== EXERCISE AIM ==
Render all of the data below as a JSON array of strings, one string per line, with blank lines omitted. Leave the pictures out.

>> start RECORDS SHOWN

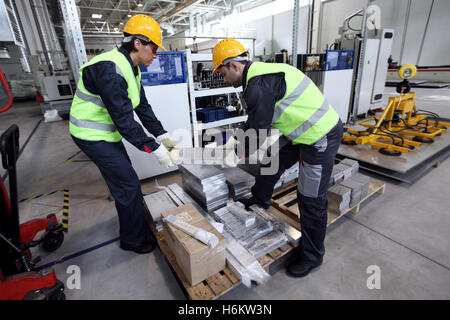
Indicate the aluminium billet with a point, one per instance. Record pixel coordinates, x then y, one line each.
292 233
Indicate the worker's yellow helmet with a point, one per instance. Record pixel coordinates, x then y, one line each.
407 71
225 49
146 26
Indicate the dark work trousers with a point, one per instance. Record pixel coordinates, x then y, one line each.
113 162
316 164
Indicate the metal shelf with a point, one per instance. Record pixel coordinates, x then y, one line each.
216 91
201 56
218 123
198 126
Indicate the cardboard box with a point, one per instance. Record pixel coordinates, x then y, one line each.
196 260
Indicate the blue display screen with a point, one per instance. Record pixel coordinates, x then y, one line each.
167 68
339 59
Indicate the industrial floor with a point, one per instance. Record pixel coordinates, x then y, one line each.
405 231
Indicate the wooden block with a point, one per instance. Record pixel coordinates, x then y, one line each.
231 276
200 292
265 260
218 283
275 254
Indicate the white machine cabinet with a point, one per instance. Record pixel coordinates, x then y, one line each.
197 126
171 106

>> end RECORDS SHOWN

== RESPONSE TO THIS EXERCISE ==
[
  "Indicate the aluminium billet with a point, one per instance. Record pixel coordinates, x then y, one line each.",
  "292 233",
  "Indicate the worker's yellow helmet with a point, one per instance. Record pixel coordinates, x then y, one line each.",
  "407 71",
  "225 49",
  "146 26",
  "Indicate the dark work trousers with a point, one per instance. Record pixel coordinates, x then y, one line each.",
  "113 162",
  "316 164",
  "Indicate the metal shelf with a point, one per instance. Record pixel coordinates, x then y, one line each.",
  "216 91",
  "201 56",
  "218 123",
  "198 126",
  "Indicate the cardboard box with a point, one per instance. Record pixel coordinates, x then y, one line each.",
  "196 260",
  "Indicate the blue display screen with a point, one per instance. Record pixel coordinates, x then y, one line each.",
  "167 68",
  "339 59",
  "Indicate the industrial floor with a point, one per instance. Record pixel coordinates, x then y, one line each.",
  "405 231",
  "Indicate the wooden block with a point, one per instance. Record pixel coordinates, x then y, one line each.",
  "231 276",
  "200 292",
  "265 260",
  "218 283",
  "275 254",
  "Indicate the white machine cabinet with a point, one per instance. Record pixel coordinates, x then y, one line each.",
  "197 126",
  "171 106"
]